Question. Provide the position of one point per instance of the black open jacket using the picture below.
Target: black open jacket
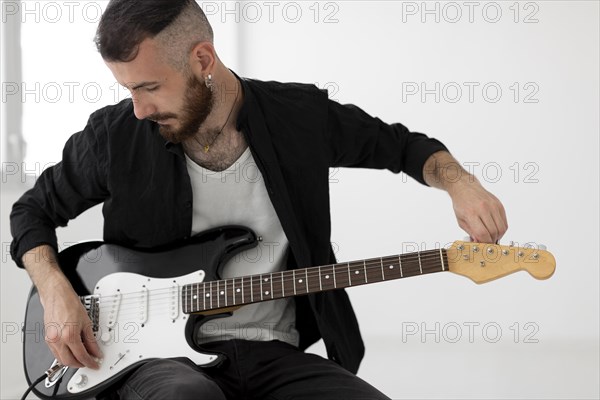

==

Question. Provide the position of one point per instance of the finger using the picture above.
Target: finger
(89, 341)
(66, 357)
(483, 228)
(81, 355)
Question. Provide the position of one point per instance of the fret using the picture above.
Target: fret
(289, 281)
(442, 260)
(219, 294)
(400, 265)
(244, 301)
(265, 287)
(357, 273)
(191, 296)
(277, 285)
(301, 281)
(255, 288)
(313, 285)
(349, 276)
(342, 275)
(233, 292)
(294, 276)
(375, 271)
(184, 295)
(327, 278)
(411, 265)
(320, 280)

#### Exercise description
Lay out as a numbered list, omitting blank lines, the lines of the data starting at the line containing "the picture below." and ending at the line containing "Target: black open jacket".

#### Reply to the exercise
1. Question. Provide the position of one point per instance of the black open jacket using the picture below.
2. Target: black open jacket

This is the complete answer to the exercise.